* [TASK STATEMENT]: Reproduce every line of the material below word for word, leaving nothing out.

----------

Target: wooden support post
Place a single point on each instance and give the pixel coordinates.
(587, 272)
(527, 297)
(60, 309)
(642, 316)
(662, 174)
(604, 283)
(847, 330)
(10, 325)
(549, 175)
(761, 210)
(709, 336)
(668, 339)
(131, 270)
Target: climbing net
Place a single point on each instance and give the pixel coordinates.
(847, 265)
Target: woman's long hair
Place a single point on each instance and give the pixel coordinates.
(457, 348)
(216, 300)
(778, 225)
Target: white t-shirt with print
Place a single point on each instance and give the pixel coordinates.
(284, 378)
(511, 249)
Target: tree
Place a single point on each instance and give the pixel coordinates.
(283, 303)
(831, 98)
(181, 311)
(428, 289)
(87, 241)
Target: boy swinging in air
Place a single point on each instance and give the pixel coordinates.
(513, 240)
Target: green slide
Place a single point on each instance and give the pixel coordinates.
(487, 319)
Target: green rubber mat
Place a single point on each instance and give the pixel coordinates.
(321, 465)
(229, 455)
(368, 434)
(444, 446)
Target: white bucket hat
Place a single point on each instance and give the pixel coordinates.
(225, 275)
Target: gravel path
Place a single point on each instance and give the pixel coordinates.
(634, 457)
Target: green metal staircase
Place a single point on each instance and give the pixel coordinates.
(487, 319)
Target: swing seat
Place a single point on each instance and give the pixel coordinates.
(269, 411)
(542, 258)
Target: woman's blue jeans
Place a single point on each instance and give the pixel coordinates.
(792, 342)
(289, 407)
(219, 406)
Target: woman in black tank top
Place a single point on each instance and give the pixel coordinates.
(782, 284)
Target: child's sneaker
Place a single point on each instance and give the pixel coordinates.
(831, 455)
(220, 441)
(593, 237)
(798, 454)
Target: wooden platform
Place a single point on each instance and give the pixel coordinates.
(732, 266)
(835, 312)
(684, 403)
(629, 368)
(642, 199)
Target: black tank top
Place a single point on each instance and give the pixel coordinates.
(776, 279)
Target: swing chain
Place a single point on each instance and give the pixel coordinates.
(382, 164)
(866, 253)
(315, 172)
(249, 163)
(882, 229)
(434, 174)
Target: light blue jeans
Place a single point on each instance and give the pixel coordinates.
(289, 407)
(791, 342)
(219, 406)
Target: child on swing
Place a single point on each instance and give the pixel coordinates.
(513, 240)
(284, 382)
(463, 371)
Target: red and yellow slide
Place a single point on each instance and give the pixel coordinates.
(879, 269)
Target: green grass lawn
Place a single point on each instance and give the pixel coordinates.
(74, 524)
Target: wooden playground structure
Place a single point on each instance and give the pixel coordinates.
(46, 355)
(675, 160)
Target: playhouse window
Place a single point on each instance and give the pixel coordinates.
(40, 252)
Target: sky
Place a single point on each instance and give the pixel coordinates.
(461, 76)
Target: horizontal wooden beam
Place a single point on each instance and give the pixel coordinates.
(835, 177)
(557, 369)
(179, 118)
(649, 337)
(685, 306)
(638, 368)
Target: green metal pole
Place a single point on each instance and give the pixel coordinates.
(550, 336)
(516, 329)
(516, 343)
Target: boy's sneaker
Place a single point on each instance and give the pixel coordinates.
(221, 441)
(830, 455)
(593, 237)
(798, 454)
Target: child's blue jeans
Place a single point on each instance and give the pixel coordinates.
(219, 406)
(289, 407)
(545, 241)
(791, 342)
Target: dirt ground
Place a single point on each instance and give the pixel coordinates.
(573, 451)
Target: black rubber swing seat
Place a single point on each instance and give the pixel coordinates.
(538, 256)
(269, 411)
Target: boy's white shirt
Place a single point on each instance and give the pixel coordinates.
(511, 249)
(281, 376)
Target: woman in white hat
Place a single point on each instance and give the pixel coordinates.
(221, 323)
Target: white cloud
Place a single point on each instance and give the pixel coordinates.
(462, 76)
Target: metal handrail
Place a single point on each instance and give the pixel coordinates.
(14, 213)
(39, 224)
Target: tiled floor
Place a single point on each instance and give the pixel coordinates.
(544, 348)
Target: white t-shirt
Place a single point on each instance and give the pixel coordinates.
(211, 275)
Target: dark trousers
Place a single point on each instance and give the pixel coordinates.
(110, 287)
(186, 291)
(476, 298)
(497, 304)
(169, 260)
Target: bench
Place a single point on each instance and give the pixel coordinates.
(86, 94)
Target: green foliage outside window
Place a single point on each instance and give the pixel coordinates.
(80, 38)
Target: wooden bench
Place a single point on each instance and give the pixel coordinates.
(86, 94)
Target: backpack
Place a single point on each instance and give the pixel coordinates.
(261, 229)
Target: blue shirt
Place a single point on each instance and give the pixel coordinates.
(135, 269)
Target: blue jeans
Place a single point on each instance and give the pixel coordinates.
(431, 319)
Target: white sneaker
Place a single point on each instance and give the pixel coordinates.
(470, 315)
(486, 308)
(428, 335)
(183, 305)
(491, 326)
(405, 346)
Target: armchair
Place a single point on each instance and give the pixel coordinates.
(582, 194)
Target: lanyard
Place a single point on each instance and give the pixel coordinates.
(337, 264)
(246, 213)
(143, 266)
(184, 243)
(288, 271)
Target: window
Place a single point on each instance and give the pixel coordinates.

----------

* [RESULT]:
Target: wooden support post
Place a single point on each instance and give the pixel coordinates.
(587, 272)
(527, 297)
(60, 309)
(642, 316)
(662, 174)
(604, 283)
(847, 330)
(10, 325)
(549, 175)
(761, 210)
(709, 336)
(668, 339)
(131, 270)
Target: climbing net
Place a single point on each instance and give the pixel coordinates.
(847, 265)
Target: woman's long hair
Place a single point on each instance and give the pixel coordinates.
(457, 348)
(216, 300)
(778, 225)
Target: white t-shirt with print
Place a single point on each instance and give the pixel coordinates.
(284, 378)
(511, 249)
Target: tree
Place a single point on each instance and give the pixel coordinates.
(283, 303)
(831, 98)
(181, 311)
(428, 289)
(87, 241)
Target: boy swinging in air
Place a single point on each instance and give the pixel coordinates.
(513, 240)
Target: green slide
Place a single point on each instance and give the pixel coordinates.
(487, 319)
Target: green rubber mat
Place a single point on each instance and give the pixel coordinates.
(321, 465)
(229, 455)
(368, 434)
(444, 446)
Target: white bucket hat
Place a single point on each instance and give the pixel coordinates.
(225, 275)
Target: gravel path
Place a single point on each instance and give the pixel coordinates.
(634, 457)
Target: green metal staircase
Place a single point on each instance and give the pixel coordinates.
(487, 319)
Target: swing seat
Place a single point on each instance and give the pixel coordinates.
(269, 411)
(542, 258)
Target: woman's blue jeans
Place a single point on each instance and give the pixel coordinates.
(792, 342)
(289, 407)
(219, 406)
Target: woman in black tank top
Place a single point on each instance and give the pixel coordinates.
(782, 284)
Target: child's sneaker
Place a single point on each instance and give the pixel coordinates.
(831, 455)
(220, 441)
(593, 237)
(798, 454)
Target: wooden platform
Place a single point on each instance and give the pixel coordinates.
(732, 266)
(835, 312)
(684, 403)
(629, 368)
(642, 199)
Target: black tank top
Place a single point on each instance and give the pixel coordinates.
(776, 279)
Target: swing chain
Place a single point on each instance and give the pixel coordinates.
(382, 164)
(866, 253)
(315, 172)
(249, 163)
(882, 229)
(434, 174)
Target: light blue jeans
Place a single point on each instance and give the pixel coordinates.
(289, 407)
(791, 342)
(219, 406)
Target: child on swing
Place a single point on each instance and give the pixel coordinates.
(513, 240)
(284, 382)
(463, 371)
Target: red and yellow slide
Place a single point on each instance and give the pixel coordinates.
(879, 269)
Target: green grass lawn
Place a single point on each instance and give the pixel coordinates.
(74, 524)
Target: wooden playground structure
Place a single point on each instance and give the pixel coordinates.
(46, 355)
(675, 160)
Target: playhouse window
Place a single point on each instance and give the pixel coordinates.
(40, 252)
Target: sky
Place a single point on each instance and give the pixel coordinates.
(461, 76)
Target: horizontal wooden beam
Place a single point on each instance and give the pixel coordinates.
(835, 177)
(557, 369)
(179, 118)
(649, 337)
(685, 306)
(638, 368)
Target: green metal pole
Place a single point on each instance and give the pixel coordinates.
(550, 336)
(516, 329)
(516, 343)
Target: boy's sneaker
Place a single point on each instance and give the pixel coordinates.
(221, 441)
(830, 455)
(593, 237)
(798, 454)
Target: child's blue jeans
Place a single point on each instance and give the pixel coordinates.
(219, 406)
(289, 407)
(545, 241)
(791, 342)
Target: dirt ground
Place a single point on each instance and give the pixel coordinates.
(573, 451)
Target: black rubber swing seat
Place a single point on each instance and give the pixel coordinates.
(538, 256)
(269, 411)
Target: boy's white shirt
Place a single point on each instance and give the pixel coordinates.
(511, 249)
(281, 376)
Target: woman in white hat
Place a single point on each instance and give the pixel coordinates.
(221, 323)
Target: white cloud
Place a single point on each instance and give the pixel coordinates.
(462, 76)
Target: metal handrail
Place a single point on each instance and give the pixel coordinates.
(14, 213)
(39, 224)
Target: tiled floor
Place a single point on each instance and give the pixel coordinates.
(544, 348)
Target: white t-shirt
Place a single point on each instance and give the pixel coordinates.
(211, 275)
Target: dark trousers
Place a single point on each instance and give the pixel coordinates.
(110, 287)
(186, 291)
(476, 298)
(497, 304)
(169, 260)
Target: bench
Place a single point on each instance and give the pixel coordinates.
(86, 94)
Target: green foliage outside window
Place a single point on each instance and give the pixel coordinates.
(80, 38)
Target: wooden bench
Place a single point on each instance and give the pixel coordinates.
(86, 94)
Target: backpack
Place a single point on each instance and give the pixel coordinates.
(261, 229)
Target: blue shirt
Place a single point on each instance and give the pixel coordinates.
(135, 269)
Target: blue jeans
Place a single point on each instance and give the pixel coordinates.
(431, 319)
Target: white sneaker
Place a single point on each instance and give the pixel coordinates.
(470, 315)
(486, 308)
(428, 335)
(183, 305)
(491, 326)
(405, 346)
Target: armchair
Place a single point on each instance and give the pixel coordinates.
(582, 194)
Target: lanyard
Place a single point on each instance and give the pixel coordinates.
(337, 264)
(246, 213)
(143, 266)
(184, 243)
(288, 271)
Target: window
Place a single point on each instance and give the pixel coordinates.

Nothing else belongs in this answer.